◆ **Work task**:
Every line below between the one holding "spot the beige baking paper background." and the one holding "spot the apple crumble bar.", inclusive, should be copied exactly, and no other line.

◆ **Data shown**:

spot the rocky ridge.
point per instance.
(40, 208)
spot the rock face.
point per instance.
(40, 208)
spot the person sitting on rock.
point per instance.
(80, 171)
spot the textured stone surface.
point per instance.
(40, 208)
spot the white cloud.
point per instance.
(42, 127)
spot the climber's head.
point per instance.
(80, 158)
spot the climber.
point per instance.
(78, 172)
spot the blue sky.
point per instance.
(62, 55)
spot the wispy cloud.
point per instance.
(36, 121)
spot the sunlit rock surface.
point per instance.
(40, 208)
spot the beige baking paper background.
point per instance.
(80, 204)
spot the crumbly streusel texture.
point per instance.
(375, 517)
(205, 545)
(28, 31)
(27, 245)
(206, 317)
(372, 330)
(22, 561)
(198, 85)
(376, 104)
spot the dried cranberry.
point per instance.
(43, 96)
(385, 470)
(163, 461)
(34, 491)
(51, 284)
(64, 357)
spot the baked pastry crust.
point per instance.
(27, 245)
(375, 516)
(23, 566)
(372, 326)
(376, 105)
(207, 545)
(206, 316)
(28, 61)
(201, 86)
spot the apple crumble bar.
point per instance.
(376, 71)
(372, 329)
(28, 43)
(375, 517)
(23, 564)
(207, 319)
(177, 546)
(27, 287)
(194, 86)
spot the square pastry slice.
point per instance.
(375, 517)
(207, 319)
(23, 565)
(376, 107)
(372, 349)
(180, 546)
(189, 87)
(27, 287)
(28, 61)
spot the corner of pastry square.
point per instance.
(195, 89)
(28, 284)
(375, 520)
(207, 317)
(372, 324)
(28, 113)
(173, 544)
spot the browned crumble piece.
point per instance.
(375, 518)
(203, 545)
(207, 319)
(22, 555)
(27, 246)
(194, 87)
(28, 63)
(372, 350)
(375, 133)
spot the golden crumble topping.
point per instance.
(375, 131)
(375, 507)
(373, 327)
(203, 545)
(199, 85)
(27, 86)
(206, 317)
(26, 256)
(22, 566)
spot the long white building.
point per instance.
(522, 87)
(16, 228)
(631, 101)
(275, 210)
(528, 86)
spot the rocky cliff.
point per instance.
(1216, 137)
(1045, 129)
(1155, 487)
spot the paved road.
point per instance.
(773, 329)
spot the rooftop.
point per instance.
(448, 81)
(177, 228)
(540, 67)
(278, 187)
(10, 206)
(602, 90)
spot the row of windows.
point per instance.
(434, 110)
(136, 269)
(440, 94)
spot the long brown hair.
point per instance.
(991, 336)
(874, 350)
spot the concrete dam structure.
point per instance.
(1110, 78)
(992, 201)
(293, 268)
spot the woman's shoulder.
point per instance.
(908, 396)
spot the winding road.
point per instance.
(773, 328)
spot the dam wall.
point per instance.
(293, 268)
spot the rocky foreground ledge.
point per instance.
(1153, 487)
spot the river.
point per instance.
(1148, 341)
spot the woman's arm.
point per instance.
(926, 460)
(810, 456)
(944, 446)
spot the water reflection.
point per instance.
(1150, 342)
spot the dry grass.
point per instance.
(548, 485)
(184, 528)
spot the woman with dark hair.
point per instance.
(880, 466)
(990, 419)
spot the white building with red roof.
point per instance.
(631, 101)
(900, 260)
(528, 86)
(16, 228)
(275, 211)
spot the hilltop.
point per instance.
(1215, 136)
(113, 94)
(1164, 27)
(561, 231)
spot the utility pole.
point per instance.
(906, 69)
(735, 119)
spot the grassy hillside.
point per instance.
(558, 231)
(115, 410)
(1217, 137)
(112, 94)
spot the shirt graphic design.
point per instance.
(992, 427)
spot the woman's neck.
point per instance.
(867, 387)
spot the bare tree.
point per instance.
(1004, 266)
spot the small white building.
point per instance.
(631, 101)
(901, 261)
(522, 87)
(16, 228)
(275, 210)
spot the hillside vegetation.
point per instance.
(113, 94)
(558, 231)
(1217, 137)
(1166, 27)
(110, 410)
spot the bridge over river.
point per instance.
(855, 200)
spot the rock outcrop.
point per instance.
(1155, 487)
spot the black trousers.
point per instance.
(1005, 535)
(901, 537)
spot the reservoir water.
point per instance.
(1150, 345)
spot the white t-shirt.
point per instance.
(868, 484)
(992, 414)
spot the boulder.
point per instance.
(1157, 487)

◆ **Reply to the exercise**:
spot the beige baking paper background.
point per instance.
(80, 204)
spot the crumbly streusel texture.
point per instance.
(375, 517)
(205, 545)
(28, 31)
(27, 245)
(206, 317)
(372, 330)
(22, 561)
(198, 85)
(376, 104)
spot the dried cranberry.
point per instance.
(43, 96)
(385, 470)
(163, 461)
(34, 491)
(51, 284)
(64, 357)
spot the baked pastry crust.
point per instance.
(27, 245)
(375, 516)
(23, 566)
(372, 326)
(376, 105)
(207, 545)
(206, 316)
(28, 61)
(201, 86)
spot the apple crumble bar.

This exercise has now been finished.